:: Trecho do texto ::

Bombril, ícone do consumo nacional, volta a pedir proteção contra credores

Tradicional fabricante de produtos de limpeza, a Bombril entrou com pedido de recuperação judicial, alegando dificuldades financeiras agravadas por um passivo tributário bilionário e altas taxas de juros sobre suas dívidas.

Segundo a petição inicial apresentada na noite desta segunda (10), a empresa busca evitar um colapso financeiro e diz que tem viabilidade para continuar operando. A Bombril, que afirma estar presente "em mais de 90% dos lares brasileiros", diz que pode sair da crise.

Não é a primeira vez que a Bombril recorre à recuperação judicial. Entre 2003 e 2006, a empresa já operou sob esse regime especial para renegociação de dívidas. Em 2017, ela passou por uma reestruturação que permitiu que voltasse a lucrar, mas não o suficiente para superar a situação de endividamento crônico.

Desta vez, o gatilho que levou a Bombril a recorrer à recuperação judicial é a sua dívida tributária, resultado de operações financeiras realizadas na gestão do empresário italiano Sergio Cragnotti, que comprou o controle da empresa nos anos 1990. Segundo o documento protocolado na Justiça de São Paulo, o empresário deixou de pagar os tributos de investimentos no exterior, gerando uma dívida bilionária com o fisco brasileiro.

Entre as transações questionadas pela Receita Federal, estão investimentos em títulos de dívida do governo dos Estados Unidos, os chamados T-Bills e T-Bonds, além de papéis argentinos. Essas operações resultaram em autuações fiscais que, mesmo após anos de disputas judiciais, ainda representam um passivo de R$ 2,3 bilhões. Em 2006, a empresa voltou ao controle dos herdeiros do fundador Roberto Sampaio Ferreira.

:::
:: Registros listados ::

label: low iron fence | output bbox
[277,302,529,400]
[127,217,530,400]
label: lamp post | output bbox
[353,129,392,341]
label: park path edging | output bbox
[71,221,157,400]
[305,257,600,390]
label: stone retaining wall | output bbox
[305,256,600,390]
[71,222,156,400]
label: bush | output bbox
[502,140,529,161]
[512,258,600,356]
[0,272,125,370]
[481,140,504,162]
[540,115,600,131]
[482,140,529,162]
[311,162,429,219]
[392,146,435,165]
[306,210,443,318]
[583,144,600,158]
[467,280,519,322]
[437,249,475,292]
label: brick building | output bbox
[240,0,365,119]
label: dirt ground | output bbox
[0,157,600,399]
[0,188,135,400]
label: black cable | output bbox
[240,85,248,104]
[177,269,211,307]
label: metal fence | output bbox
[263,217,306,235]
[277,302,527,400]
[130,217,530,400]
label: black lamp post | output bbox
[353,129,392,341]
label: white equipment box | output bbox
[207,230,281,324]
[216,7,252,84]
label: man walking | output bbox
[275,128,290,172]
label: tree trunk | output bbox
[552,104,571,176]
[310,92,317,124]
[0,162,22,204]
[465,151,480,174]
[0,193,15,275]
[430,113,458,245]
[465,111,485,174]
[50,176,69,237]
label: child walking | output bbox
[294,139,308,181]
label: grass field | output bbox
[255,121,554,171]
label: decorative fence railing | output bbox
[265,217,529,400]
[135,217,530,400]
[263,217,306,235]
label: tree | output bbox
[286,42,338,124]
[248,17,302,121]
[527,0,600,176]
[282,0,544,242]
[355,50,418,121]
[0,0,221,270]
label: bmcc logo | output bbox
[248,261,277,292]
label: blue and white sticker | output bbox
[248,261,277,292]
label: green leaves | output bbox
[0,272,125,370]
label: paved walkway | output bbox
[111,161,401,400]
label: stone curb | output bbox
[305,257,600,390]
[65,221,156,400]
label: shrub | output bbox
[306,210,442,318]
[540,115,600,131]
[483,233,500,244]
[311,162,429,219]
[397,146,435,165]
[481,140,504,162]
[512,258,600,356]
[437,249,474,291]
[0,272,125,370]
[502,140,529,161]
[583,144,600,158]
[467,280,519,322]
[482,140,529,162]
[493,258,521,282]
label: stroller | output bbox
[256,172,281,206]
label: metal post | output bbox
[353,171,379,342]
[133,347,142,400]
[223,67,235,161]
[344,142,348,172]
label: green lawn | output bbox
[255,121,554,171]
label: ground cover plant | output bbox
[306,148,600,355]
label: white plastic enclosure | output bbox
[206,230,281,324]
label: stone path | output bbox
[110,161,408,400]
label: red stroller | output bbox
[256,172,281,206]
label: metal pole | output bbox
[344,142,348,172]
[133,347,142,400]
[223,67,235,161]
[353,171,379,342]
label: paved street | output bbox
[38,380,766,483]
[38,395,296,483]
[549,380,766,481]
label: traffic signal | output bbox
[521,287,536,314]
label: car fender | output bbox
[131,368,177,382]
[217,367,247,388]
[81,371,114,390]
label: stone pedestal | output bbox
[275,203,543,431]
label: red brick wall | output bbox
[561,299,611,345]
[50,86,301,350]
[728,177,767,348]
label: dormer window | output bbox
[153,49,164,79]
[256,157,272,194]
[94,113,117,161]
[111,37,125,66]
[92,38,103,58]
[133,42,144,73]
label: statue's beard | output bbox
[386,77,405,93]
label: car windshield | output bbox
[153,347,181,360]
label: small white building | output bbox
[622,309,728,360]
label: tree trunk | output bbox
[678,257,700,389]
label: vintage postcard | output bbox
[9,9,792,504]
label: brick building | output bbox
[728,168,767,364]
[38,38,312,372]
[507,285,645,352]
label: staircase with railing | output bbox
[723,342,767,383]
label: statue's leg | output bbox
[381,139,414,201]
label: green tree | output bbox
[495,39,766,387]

:::

● **Exercícios**:
[1] Responda com base no trecho sobre a Bombril:
(a) Entre quais anos a empresa já havia operado sob recuperação judicial?
(b) Qual é o valor do passivo que as autuações fiscais ainda representam?
(c) A quem voltou o controle da empresa em 2006?
[2] Prossiga com o trecho sobre a Bombril, começando logo após a última frase.
Os registros não têm nenhuma relação com o trecho sobre a Bombril.

● **Respostas**:
[1]
(a) Entre 2003 e 2006.
(b) R$ 2,3 bilhões.
(c) Aos herdeiros do fundador Roberto Sampaio Ferreira.

[2]
Uma recente decisão elevou o risco da empresa ao classificar a chance de perda desses processos tributários como provável. Esse fator piorou a percepção do mercado sobre a capacidade de a Bombril de se manter solvente, levando credores a pressionar por garantias e financiamentos mais onerosos.

Além disso, parte da dívida tributária já resultou na penhora de ativos importantes, incluindo as fábricas da companhia em São Bernardo do Campo (SP), Sete Lagoas (MG) e Abreu e Lima (PE).

O empresário Cragnotti, 85, é conhecido por ter estado à frente do grupo alimentício Cirio na Itália e por ter presidido a Lazio, tradicional clube de futebol romano. Em 2002, ele já chegou a ser preso por fraude na Itália. Nem ele nem qualquer representante foram localizados na noite desta segunda pela coluna.

O peso das dívidas e o custo do financiamento

A Bombril já vinha operando sob forte restrição financeira devido ao alto custo de seu endividamento. Sem acesso a crédito de longo prazo com taxas competitivas, a empresa precisou recorrer a operações de curto prazo, pagando juros elevados.

Em 2023, a taxa média de financiamento da companhia ficou em torno de 24% ao ano, um custo muito acima do que empresas saudáveis costumam obter no mercado.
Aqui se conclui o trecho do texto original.